Assigned task –
When you copy the listing, skip the images and return each line verbatim.

-- -- --

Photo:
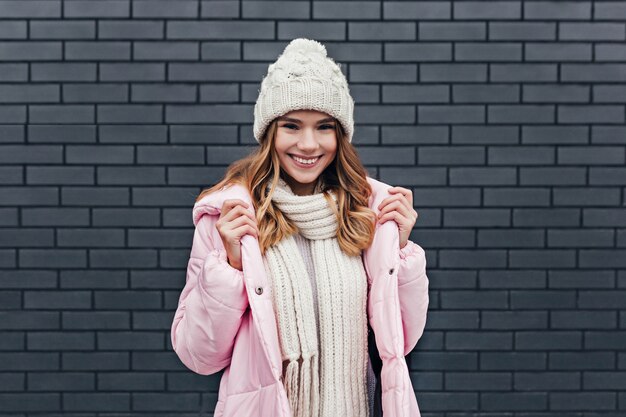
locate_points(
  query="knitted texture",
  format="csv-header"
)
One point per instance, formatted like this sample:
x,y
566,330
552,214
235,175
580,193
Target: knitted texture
x,y
304,77
329,380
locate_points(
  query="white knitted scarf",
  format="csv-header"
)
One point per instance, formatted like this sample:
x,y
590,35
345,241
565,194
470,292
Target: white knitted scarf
x,y
325,378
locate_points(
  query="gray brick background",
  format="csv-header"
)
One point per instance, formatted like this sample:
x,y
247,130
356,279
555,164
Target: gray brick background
x,y
507,120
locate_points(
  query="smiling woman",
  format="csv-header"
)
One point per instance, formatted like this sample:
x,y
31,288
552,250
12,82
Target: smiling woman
x,y
306,143
294,277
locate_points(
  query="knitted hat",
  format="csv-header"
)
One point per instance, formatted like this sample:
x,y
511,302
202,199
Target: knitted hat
x,y
304,77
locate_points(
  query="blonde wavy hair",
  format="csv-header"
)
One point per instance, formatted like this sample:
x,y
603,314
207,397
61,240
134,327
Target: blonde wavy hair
x,y
346,176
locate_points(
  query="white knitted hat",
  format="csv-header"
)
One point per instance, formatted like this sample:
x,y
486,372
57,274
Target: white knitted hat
x,y
304,77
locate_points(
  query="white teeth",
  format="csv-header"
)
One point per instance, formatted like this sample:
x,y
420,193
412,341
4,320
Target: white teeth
x,y
305,161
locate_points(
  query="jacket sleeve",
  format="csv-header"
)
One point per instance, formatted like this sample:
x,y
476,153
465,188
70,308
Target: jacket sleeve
x,y
412,293
211,304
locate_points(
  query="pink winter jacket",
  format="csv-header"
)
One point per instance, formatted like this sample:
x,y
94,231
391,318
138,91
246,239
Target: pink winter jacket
x,y
225,319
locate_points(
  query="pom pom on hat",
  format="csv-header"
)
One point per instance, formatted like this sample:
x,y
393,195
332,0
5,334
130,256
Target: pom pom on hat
x,y
304,77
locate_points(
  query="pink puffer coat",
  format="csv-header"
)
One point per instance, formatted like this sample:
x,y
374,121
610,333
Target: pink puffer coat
x,y
225,319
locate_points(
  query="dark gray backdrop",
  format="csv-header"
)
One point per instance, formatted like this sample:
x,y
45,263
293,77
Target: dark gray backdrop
x,y
505,118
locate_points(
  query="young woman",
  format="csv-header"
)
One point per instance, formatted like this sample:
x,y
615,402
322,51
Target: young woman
x,y
299,286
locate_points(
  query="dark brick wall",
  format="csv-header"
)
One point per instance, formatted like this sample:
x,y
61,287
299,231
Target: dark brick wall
x,y
505,118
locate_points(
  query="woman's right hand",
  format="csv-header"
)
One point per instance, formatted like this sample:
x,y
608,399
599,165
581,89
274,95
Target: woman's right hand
x,y
235,221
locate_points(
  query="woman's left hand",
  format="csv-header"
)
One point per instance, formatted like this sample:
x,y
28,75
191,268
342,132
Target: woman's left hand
x,y
399,207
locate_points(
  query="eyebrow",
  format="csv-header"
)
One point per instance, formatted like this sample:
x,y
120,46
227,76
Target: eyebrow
x,y
289,119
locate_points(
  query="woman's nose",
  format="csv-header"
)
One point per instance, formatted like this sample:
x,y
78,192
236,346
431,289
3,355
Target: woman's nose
x,y
308,140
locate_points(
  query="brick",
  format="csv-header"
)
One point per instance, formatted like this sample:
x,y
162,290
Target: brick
x,y
423,10
491,10
284,10
220,9
546,381
101,9
380,31
163,9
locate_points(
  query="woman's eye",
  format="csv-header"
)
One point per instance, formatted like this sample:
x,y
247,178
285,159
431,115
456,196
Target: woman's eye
x,y
291,126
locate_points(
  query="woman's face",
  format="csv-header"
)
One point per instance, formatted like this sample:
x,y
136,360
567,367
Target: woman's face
x,y
309,135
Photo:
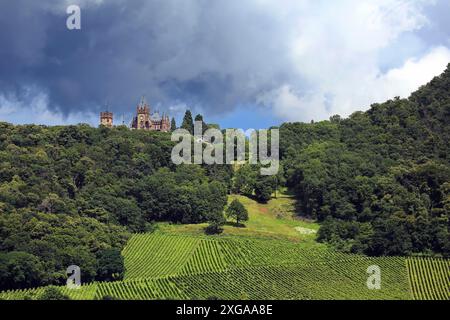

-- -- --

Response box –
Photo:
locate_points(
  query="knitted texture",
  format="csv-header"
)
One point per instance, formatted like this sample:
x,y
566,330
552,214
235,175
580,193
Target: knitted texture
x,y
304,77
329,380
locate_points(
  query="white knitted scarf",
  format="csv-header"
)
One point per instance, formatted like this sample:
x,y
590,35
345,241
565,194
470,292
Target: white knitted scarf
x,y
325,378
locate_points(
  query="gray brick background",
  format="csv-header"
)
One point per instance, formatted like this sample:
x,y
247,130
356,279
555,164
Target: gray brick background
x,y
507,120
locate_points(
  query="smiling woman",
  format="csv-header"
)
One point per instance, formatted like this sample:
x,y
31,288
552,250
12,82
Target: smiling woman
x,y
306,143
294,277
locate_points(
  query="knitted hat",
  format="csv-header"
)
One point per instance, formatted like this sample:
x,y
511,302
202,199
Target: knitted hat
x,y
304,77
locate_points(
  query="blonde wavy hair",
  format="csv-header"
)
One point per instance, formatted like this sample:
x,y
603,314
207,397
61,240
134,327
Target: blonde wavy hair
x,y
346,176
locate_points(
  query="white knitted hat",
  format="csv-header"
)
One point per instance, formatted like this sample:
x,y
486,372
57,274
Target: white knitted hat
x,y
304,77
locate_points(
  query="white teeth",
  format="csv-header"
)
One point per instance, formatted like this sample:
x,y
420,193
412,341
4,320
Target: white teeth
x,y
305,161
locate_points(
  query="jacket sleeve",
  format="csv-header"
)
One point per instance, formatted like this sample:
x,y
476,153
465,188
70,308
Target: jacket sleeve
x,y
412,293
211,304
locate_points(
  query="pink winter jacket",
  format="csv-header"
)
One point per instance, formatted like this sample:
x,y
94,231
391,318
138,91
246,239
Target: pink winter jacket
x,y
225,319
locate_points(
  query="pom pom on hat",
  format="csv-header"
)
One point per instance, formatted like this sample:
x,y
393,195
332,0
5,334
130,256
Target: pom pom on hat
x,y
304,77
locate_points(
  query="pink puffer coat",
  format="csv-header"
)
One point per instance, formatted like this sample:
x,y
374,121
610,333
Target: pink puffer coat
x,y
225,319
locate_points(
  query="dark gray backdrop",
  format="csv-header"
)
One point per instance, formatted like this sample:
x,y
45,263
293,77
Target: dark gray backdrop
x,y
505,118
locate_points(
  query="young woman",
  format="csv-header"
)
One point per instance, formatted like this sample:
x,y
615,402
322,51
Target: young woman
x,y
299,286
locate_points(
  query="dark brick wall",
  format="csv-header"
)
One point per instance, formatted like this sample:
x,y
61,287
299,231
Target: dark brick wall
x,y
505,118
locate_points(
  query="woman's right hand",
  format="csv-header"
)
One point per instance, formatted like this sample:
x,y
608,399
599,165
581,89
274,95
Target: woman's right hand
x,y
235,221
locate_points(
  query="woman's left hand",
  format="csv-header"
)
One point per instance, formatted like this sample:
x,y
28,75
191,268
342,132
Target: woman's left hand
x,y
399,207
locate_points(
  query="eyebrow",
  format="csv-header"
)
One point per instance, formatted like this sample:
x,y
120,46
227,76
Target: eyebrow
x,y
289,119
locate_points(
  query="woman's nose",
  format="csv-header"
)
One point per instance, formatted like this sample:
x,y
78,192
236,346
431,289
3,355
Target: woman's nose
x,y
308,140
locate_points(
  query="brick",
  format="csv-header"
)
One point per instance, formatted like this sample:
x,y
162,290
Target: brick
x,y
423,10
491,10
284,10
220,9
546,381
101,9
380,31
163,9
locate_points(
  query="woman's eye",
  format="csv-header"
)
One point per instance, formatted like this sample:
x,y
247,178
285,159
431,115
456,196
Target: woman's eye
x,y
291,126
locate_points(
  query="woman's face",
  format="csv-header"
)
One point per instance, formatted like this sample:
x,y
136,360
567,367
Target: woman's face
x,y
309,135
Photo:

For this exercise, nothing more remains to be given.